**DIRECTIONS**
Duplicate the personal essay about getting bad news by text message, reproducing it in full word for word.

**DOCUMENT PASSAGE**
***

You have one message unread.
Text messages have become my new norm for receiving bad news. Fresh off the high of finishing my college applications, I was heading home when my phone buzzed. A seemingly blasé occurrence, I glanced at my iMessage notifications and froze.
Your Opa has just passed away.
My Opa (German for grandpa), who had been a constant presence in my life ever since I could remember, had finally lost his battle with a neverending host of debilitating conditions.
Nearly a year later, I was heading to breakfast at Annenberg when my phone buzzed again.
Did you see what happened? I can’t believe that there might be people we know on there…
Yet again, I was caught off guard. This time, I felt none of the finality that last year’s text brought me. Instead, I, along with my teammates, my skating club, and the nation, waited in anxious disarray as more information came throughout the day.

***

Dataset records
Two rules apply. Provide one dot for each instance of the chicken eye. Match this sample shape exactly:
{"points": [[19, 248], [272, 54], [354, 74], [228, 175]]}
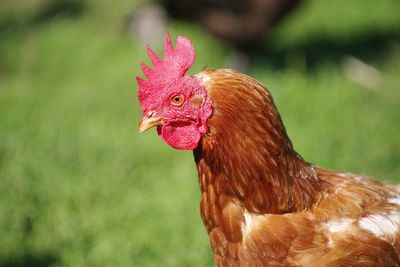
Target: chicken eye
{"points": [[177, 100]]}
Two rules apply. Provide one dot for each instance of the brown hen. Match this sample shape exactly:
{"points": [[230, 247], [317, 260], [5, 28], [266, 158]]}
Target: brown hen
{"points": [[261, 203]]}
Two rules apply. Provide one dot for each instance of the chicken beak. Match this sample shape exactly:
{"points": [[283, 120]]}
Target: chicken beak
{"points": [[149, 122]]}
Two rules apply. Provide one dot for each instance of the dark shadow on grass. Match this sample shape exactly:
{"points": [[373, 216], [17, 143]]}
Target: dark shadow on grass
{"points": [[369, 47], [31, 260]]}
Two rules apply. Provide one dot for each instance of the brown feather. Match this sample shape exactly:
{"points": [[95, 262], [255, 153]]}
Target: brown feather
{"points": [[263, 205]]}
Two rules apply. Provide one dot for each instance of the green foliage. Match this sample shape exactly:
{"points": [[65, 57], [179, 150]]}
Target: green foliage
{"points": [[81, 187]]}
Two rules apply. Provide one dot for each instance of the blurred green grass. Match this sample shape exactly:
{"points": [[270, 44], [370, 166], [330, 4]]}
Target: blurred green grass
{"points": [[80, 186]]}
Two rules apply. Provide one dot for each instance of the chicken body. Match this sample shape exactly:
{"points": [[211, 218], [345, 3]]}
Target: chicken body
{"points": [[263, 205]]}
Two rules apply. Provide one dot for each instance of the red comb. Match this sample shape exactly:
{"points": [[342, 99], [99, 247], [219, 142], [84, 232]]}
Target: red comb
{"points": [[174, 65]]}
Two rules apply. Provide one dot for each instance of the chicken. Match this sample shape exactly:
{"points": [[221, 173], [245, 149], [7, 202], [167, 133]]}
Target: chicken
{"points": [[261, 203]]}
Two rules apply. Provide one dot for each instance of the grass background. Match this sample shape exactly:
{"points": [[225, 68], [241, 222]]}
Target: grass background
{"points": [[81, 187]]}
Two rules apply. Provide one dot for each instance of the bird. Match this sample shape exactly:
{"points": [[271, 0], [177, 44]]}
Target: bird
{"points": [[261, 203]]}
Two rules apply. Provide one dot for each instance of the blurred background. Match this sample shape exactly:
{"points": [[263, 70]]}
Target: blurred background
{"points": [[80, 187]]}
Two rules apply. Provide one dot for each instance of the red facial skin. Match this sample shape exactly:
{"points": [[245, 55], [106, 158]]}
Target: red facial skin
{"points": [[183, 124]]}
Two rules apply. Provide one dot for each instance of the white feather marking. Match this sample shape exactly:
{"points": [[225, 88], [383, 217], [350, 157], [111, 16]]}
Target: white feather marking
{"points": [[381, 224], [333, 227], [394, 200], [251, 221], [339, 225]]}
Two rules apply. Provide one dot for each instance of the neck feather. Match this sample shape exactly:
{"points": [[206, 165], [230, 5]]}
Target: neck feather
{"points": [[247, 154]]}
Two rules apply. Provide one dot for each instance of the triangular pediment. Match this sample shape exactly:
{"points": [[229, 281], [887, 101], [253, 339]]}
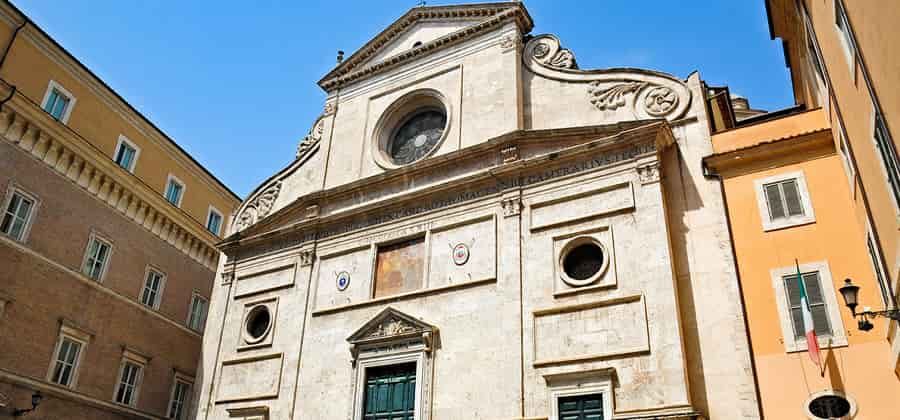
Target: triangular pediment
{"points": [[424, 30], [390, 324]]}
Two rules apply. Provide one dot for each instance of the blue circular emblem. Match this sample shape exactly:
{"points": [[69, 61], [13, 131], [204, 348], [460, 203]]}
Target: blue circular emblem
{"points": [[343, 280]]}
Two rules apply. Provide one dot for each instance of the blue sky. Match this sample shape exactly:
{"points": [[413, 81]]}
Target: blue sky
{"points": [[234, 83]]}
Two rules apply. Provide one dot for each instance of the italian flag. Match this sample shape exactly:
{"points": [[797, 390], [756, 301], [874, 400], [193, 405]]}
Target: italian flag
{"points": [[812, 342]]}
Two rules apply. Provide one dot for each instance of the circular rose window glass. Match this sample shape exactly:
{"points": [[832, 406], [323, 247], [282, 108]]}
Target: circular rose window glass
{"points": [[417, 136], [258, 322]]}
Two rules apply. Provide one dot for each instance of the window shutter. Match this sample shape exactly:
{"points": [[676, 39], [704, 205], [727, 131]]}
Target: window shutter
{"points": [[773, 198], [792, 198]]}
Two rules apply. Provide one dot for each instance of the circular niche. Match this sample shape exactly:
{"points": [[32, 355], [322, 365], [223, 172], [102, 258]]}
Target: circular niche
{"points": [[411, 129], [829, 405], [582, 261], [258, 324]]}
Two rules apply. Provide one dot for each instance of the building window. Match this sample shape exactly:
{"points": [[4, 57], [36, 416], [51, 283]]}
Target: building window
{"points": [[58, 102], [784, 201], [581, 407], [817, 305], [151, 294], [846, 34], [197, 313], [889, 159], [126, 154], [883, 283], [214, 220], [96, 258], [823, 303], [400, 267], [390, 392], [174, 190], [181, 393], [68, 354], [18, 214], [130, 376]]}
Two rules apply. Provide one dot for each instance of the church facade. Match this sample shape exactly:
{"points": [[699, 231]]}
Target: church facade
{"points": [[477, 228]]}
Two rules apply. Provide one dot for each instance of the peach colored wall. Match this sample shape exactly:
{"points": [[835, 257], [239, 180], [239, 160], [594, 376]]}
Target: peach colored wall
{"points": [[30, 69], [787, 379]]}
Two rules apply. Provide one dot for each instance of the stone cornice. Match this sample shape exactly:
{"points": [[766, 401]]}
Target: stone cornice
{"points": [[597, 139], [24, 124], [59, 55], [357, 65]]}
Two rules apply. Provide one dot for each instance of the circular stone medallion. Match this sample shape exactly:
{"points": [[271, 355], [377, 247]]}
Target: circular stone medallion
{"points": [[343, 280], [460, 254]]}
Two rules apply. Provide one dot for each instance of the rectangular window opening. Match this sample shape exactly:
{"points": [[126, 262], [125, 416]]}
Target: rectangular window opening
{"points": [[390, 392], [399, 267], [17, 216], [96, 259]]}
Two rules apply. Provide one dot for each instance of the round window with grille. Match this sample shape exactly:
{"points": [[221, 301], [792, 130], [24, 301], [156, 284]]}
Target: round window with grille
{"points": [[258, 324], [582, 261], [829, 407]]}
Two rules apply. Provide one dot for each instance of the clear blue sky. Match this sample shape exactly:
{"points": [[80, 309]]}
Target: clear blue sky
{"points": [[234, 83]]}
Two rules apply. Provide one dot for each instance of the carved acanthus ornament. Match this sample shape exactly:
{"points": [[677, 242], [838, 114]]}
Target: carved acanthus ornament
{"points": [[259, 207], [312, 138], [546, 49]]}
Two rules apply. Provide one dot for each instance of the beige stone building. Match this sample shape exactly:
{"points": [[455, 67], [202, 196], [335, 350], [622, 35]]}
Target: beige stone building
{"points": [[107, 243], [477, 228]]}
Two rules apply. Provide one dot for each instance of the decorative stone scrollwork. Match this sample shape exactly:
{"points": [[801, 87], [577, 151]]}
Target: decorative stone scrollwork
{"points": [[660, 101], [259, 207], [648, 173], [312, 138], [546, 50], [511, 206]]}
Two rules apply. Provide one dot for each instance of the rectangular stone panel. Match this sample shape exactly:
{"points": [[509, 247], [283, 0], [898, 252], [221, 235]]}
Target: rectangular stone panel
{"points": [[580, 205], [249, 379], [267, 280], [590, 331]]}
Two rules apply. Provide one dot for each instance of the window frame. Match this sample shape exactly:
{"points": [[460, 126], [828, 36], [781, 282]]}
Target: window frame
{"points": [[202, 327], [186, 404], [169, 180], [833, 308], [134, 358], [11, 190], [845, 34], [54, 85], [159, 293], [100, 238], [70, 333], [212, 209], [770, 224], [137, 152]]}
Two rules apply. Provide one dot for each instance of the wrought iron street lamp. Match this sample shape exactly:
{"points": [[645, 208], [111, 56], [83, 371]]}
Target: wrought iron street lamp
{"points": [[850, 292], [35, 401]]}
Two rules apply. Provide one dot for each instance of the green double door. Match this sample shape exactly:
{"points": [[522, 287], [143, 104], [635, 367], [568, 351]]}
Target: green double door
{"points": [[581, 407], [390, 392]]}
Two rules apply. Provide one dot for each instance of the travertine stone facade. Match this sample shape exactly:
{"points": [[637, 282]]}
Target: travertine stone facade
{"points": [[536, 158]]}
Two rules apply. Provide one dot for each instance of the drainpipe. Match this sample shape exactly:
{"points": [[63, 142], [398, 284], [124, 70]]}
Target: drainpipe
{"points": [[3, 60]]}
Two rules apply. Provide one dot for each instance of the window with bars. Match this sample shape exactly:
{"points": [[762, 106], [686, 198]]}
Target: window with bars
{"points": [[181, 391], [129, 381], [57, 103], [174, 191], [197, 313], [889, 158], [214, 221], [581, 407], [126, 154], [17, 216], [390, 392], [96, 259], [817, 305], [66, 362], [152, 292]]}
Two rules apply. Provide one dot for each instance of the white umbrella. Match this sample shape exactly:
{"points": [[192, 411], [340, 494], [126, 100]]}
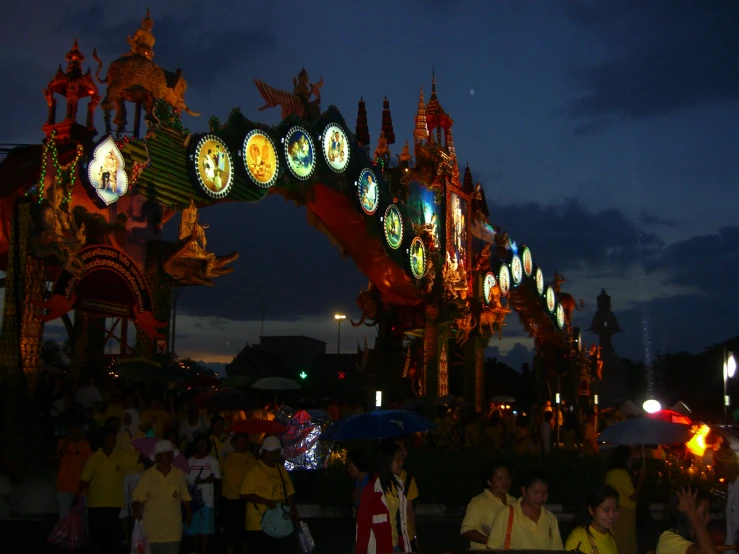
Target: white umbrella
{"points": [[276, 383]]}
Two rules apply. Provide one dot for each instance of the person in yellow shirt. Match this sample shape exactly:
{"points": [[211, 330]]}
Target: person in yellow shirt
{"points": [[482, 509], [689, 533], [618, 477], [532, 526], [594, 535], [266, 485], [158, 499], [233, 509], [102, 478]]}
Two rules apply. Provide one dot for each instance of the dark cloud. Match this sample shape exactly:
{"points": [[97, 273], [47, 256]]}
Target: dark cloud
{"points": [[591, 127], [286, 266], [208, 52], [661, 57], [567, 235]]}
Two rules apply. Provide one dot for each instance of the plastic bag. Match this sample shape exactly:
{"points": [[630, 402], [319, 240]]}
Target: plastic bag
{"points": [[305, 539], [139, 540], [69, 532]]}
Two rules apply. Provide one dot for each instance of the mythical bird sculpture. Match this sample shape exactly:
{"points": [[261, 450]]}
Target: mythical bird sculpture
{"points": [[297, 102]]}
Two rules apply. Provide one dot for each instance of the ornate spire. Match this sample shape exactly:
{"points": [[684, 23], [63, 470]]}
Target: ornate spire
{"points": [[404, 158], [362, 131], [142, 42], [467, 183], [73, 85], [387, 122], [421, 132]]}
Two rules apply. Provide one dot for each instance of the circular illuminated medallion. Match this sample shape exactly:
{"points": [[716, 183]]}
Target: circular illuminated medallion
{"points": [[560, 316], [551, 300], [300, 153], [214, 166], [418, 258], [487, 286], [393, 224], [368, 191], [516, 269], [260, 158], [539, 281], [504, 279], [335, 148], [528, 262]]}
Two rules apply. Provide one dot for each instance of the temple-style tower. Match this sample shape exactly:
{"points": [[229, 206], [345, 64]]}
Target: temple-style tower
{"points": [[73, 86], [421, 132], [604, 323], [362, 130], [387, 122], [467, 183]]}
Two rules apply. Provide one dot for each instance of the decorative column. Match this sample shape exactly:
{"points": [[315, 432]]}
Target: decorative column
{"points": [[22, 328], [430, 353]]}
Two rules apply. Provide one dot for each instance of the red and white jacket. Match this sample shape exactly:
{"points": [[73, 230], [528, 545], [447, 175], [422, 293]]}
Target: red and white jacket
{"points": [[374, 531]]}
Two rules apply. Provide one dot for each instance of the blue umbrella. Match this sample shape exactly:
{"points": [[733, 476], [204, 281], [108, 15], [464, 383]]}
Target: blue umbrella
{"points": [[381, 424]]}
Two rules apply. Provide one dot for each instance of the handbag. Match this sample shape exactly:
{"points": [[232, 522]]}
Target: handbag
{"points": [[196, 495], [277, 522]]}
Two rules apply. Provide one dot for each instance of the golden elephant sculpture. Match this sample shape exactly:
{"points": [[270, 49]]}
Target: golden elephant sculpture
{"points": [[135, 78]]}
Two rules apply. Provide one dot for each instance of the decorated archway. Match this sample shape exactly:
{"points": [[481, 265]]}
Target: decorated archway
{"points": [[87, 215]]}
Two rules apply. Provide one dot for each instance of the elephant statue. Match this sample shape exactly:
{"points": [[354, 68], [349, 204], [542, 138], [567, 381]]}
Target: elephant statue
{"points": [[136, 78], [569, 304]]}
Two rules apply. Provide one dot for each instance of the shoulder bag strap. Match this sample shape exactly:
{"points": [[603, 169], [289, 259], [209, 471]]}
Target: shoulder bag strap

***

**FINISHED TASK**
You have one message unread.
Text messages have become my new norm for receiving bad news. Fresh off the high of finishing my college applications, I was heading home when my phone buzzed. A seemingly blasé occurrence, I glanced at my iMessage notifications and froze.
Your Opa has just passed away.
My Opa (German for grandpa), who had been a constant presence in my life ever since I could remember, had finally lost his battle with a neverending host of debilitating conditions.
Nearly a year later, I was heading to breakfast at Annenberg when my phone buzzed again.
Did you see what happened? I can’t believe that there might be people we know on there…
Yet again, I was caught off guard. This time, I felt none of the finality that last year’s text brought me. Instead, I, along with my teammates, my skating club, and the nation, waited in anxious disarray as more information came throughout the day.